* **What to produce**
Every entry must be repeated exactly in the answer.

* **Data shown**
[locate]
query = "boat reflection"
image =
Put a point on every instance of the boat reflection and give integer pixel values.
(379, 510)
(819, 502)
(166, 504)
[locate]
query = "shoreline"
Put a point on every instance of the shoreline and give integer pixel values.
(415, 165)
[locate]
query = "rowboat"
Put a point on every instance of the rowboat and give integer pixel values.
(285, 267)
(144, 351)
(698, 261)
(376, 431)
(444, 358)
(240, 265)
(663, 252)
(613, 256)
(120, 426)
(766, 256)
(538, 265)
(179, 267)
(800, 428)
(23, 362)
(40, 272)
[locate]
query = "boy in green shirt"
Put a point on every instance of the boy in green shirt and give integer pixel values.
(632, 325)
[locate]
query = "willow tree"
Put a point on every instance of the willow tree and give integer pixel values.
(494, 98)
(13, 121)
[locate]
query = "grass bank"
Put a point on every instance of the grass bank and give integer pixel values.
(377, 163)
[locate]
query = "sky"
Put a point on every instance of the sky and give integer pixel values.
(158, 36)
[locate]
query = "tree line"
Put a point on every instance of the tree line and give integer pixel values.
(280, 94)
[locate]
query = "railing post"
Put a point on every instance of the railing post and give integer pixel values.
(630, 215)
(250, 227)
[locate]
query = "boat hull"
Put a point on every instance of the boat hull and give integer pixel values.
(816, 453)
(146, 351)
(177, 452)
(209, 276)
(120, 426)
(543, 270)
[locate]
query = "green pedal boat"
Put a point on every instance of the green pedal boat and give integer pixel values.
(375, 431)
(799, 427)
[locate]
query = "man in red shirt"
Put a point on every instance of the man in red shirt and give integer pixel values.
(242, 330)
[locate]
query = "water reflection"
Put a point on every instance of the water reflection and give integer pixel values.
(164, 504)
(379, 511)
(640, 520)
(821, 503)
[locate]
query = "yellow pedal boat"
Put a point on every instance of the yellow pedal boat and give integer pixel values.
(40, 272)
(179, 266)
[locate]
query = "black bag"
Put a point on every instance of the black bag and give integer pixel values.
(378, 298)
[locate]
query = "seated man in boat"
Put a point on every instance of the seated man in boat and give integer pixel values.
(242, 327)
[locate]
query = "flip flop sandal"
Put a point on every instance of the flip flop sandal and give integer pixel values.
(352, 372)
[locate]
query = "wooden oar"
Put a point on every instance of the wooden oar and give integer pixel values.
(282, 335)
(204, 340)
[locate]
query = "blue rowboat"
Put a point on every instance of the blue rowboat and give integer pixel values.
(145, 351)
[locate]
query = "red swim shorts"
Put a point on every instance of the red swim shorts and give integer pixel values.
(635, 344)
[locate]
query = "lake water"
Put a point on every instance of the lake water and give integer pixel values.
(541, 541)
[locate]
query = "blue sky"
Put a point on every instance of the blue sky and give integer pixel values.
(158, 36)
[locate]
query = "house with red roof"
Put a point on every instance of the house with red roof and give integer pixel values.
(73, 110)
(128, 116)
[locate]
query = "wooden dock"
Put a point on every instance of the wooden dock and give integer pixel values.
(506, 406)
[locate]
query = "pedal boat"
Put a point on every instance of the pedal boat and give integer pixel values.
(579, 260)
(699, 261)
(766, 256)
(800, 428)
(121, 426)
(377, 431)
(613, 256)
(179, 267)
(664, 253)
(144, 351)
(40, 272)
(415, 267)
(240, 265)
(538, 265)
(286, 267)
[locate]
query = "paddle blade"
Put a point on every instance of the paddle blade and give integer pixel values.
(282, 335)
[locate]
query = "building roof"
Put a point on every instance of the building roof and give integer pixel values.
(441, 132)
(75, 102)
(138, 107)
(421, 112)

* **Result below**
[locate]
query = "boat reflection"
image =
Put a point on every instance of the boat reflection and give integer pixel values.
(379, 510)
(819, 502)
(166, 504)
[locate]
query = "shoreline"
Put a point on every instance of the shoreline and give integer pixel values.
(415, 165)
[locate]
query = "rowboat"
Put a point on every instance of the rowboat and give integer pixel values.
(285, 267)
(144, 351)
(698, 261)
(376, 431)
(444, 358)
(240, 265)
(663, 252)
(613, 256)
(120, 426)
(766, 256)
(538, 265)
(179, 267)
(800, 428)
(23, 362)
(40, 272)
[locate]
query = "boy in green shirt"
Put a point on every instance of the boy in green shirt and give integer pixel values.
(632, 325)
[locate]
query = "willow tree"
Put a point on every instance of the willow tree and give integer pixel values.
(494, 98)
(13, 121)
[locate]
query = "grass bank"
Put a point on every instance of the grass bank and give integer pixel values.
(377, 163)
[locate]
query = "sky"
Put a point on every instance of the sky and give integer pixel values.
(158, 36)
[locate]
query = "tree line"
Put a point on every instance of the tree line and give integer pixel values.
(280, 94)
[locate]
query = "railing post"
Put a point on every instance of the railing post and give integer pixel values.
(630, 215)
(250, 227)
[locate]
query = "boat hull"
Put a point on every instance of the boat hull and give integer pixel values.
(816, 453)
(146, 351)
(177, 452)
(209, 276)
(120, 426)
(543, 270)
[locate]
query = "green pedal boat"
Put a point on every instance of the green pedal boat and give integer pixel values.
(375, 431)
(799, 427)
[locate]
query = "man in red shirt"
Put a point on every instance of the man in red shirt and give integer pixel values.
(242, 330)
[locate]
query = "water reflection"
Put a point on every instance of the water reflection and give integer pixel values.
(164, 504)
(379, 511)
(640, 520)
(821, 503)
[locate]
query = "yellow pedal boat"
Put a point on every instance of the yellow pedal boat and give integer pixel values.
(40, 272)
(179, 266)
[locate]
query = "black bag"
Put a point on every instance of the black bag and give integer pixel values.
(378, 298)
[locate]
query = "seated man in boat"
Put a point on every instance of the seated man in boat and give integer pixel values.
(242, 327)
[locate]
query = "flip flop sandal"
Put a point on every instance of the flip flop sandal and give integer pixel values.
(352, 372)
[locate]
query = "wooden oar"
Put a point on every instance of the wooden oar and give integer pixel values.
(282, 335)
(204, 340)
[locate]
query = "blue rowboat"
Put a point on every instance of the blue rowboat and give integer pixel values.
(145, 351)
[locate]
query = "red swim shorts"
Put a point on every instance of the red swim shorts and give integer pixel values.
(635, 344)
[locate]
query = "lake water"
Put a point on every instance of the lake water and give integer pixel values.
(541, 541)
[locate]
query = "blue sky"
Put a point on every instance of the blue sky and give integer pixel values.
(158, 36)
[locate]
query = "house with red roof"
Put a point on every instance of the house with red roof and give integer pixel values.
(73, 110)
(128, 116)
[locate]
query = "wooden dock"
Put a point on every instance of the wooden dock and give integer pixel values.
(506, 406)
[locate]
query = "pedal boat"
Put a point on every instance of the pedal boat and give integer pixel values.
(579, 260)
(699, 261)
(766, 256)
(800, 428)
(121, 426)
(377, 431)
(613, 256)
(179, 267)
(664, 253)
(144, 351)
(40, 272)
(415, 267)
(240, 265)
(538, 265)
(286, 267)
[locate]
query = "paddle blade"
Put a point on every instance of the paddle blade and give integer pixel values.
(282, 335)
[locate]
query = "building roof"
Put a point on every instance of the building roof and give integer pixel values.
(441, 132)
(75, 102)
(138, 107)
(421, 112)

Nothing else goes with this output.